Passage provided >>

»»

The Export - ADLS File Writer provides an easy way to write SAS and CAS Datasets to Azure Data Lake Storage (ADLS) in Parquet format.
It supports writing compressed Parquet files using the snappy compression to reduce storage requirements. It also supports writing partitioned parquet datasets based in a particular column or set of columns. This allows for more efficient querying and processing of large datasets, as only the relevant partitions need to be accessed. To control how to handle data that already exists in the destination the field Existing data behavior is provided with the following configuration alternatives:
- overwrite_or_ignore: will ignore any existing data and will overwrite files with the same name as an output file. Other existing files will be ignored. This behavior, in combination with a unique basename_template for each write, will allow for an append workflow.
- error: will raise an error if any data exists in the destination.
- delete_matching: is useful when you are writing a partitioned dataset. The first time each partition directory is encountered the entire directory will be deleted. This allows you to overwrite old partitions completely.

««

Directives >>
1/ Repeat the part of the ADLS File Writer description from "It supports writing" up to and including "an append workflow.", copying it word for word.
2/ Using the ADLS File Writer description, state whether each statement agrees with it. Answer yes or no and quote the words that decide it. (a) The writer can produce Parquet files compressed with snappy compression. (b) The error option deletes any data already in the destination. (c) With delete_matching, a partition directory is deleted every time it is encountered.
3/ Carry on the ADLS File Writer description, picking up after its final sentence.

Material provided >>

»»

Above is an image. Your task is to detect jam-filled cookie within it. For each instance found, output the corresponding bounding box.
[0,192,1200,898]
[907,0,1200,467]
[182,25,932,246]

««

Results >>
1/
It supports writing compressed Parquet files using the snappy compression to reduce storage requirements. It also supports writing partitioned parquet datasets based in a particular column or set of columns. This allows for more efficient querying and processing of large datasets, as only the relevant partitions need to be accessed. To control how to handle data that already exists in the destination the field Existing data behavior is provided with the following configuration alternatives:
- overwrite_or_ignore: will ignore any existing data and will overwrite files with the same name as an output file. Other existing files will be ignored. This behavior, in combination with a unique basename_template for each write, will allow for an append workflow.

2/
(a) Yes: "It supports writing compressed Parquet files using the snappy compression to reduce storage requirements."
(b) No: "error: will raise an error if any data exists in the destination."
(c) No: "The first time each partition directory is encountered the entire directory will be deleted."

3/
This custom step helps to work around some of the restrictions that currently exist for working with Parquet files in SAS Viya. Please check the following documentation that lists those restrictions for the latest SAS Viya release:
- Restrictions for Parquet File Features for the libname engine (SAS Compute Server)
- Azure Data Lake Storage Data Source (SAS Cloud Analytic Services)
- Path-Based Data Source Types and Options – which has a footnote for Parquet (SAS Cloud Analytic Services)
This customs step depends on having a python environment configured with the following libraries installed:
- pandas
- saspy
- azure-identity
- pyarrow
- adlfs
Tested on Viya version Stable 2023.03 with python environment version 3.8.13 and the libraries versions:
- pandas == 1.5.2
- saspy == 4.3.3
- azure-identity == 1.12.0
- pyarrow == 10.0.1
- adlfs == 2023.1.0
- Version 1.0 (20APR2023)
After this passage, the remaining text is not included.